> [MATERIAL TO PROCESS]

--- --- ---

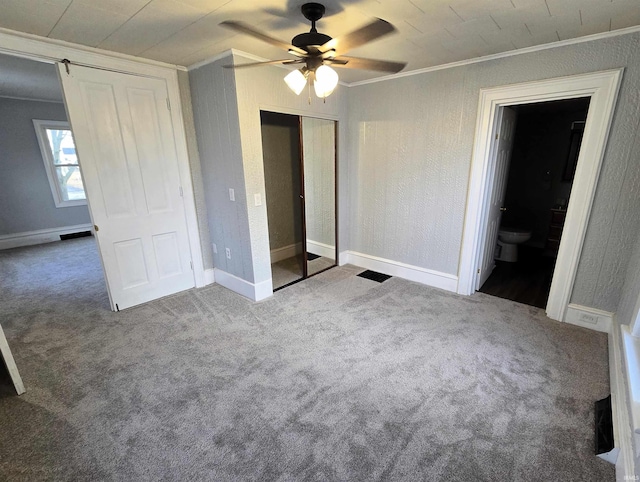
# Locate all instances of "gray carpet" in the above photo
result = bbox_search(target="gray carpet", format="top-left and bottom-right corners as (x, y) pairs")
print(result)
(0, 238), (614, 481)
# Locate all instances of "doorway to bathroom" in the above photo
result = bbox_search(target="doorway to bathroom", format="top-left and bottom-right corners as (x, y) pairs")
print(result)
(458, 70), (622, 321)
(478, 98), (590, 308)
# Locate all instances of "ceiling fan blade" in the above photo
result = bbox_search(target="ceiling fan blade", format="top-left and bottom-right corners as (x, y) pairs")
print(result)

--- --- ---

> [ASSIGNMENT]
From the lines above, copy those that contain the word "carpet".

> [TASK RESPONSE]
# Locate all instances of "gray carpet" in the above photo
result = bbox_search(target="gray carpet", format="top-left and bottom-right corners as (x, y) pairs")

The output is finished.